━━━ Provided entries ━━━
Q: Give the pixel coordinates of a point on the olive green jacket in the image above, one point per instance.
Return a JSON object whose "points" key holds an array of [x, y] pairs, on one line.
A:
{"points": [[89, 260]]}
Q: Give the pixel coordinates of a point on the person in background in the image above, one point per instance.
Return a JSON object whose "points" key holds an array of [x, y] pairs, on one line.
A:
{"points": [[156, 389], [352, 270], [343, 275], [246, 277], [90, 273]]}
━━━
━━━ Provided entries ━━━
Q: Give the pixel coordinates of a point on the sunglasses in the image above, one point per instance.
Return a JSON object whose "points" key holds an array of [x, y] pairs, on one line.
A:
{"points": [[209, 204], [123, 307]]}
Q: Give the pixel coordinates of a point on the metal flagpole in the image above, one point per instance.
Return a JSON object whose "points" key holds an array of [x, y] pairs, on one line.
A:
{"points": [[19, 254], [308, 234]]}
━━━
━━━ Provided entries ━━━
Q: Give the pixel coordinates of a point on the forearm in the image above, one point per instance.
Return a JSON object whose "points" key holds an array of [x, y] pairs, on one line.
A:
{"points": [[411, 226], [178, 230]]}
━━━
#### Prompt
Once the line with "Q: Give the pixel coordinates of a point on the olive" is found in the records above, print exactly that line and every line after it through the line with "Q: Give the pixel coordinates of a point on the person".

#### Written answer
Q: Give the pixel coordinates of a point on the olive green jacket in the image above, one point per instance.
Return a JSON object whose "points" key holds an array of [x, y] pairs, on one line.
A:
{"points": [[89, 260]]}
Q: Give the pixel coordinates of a point on the person in background in the image above, one point per instance.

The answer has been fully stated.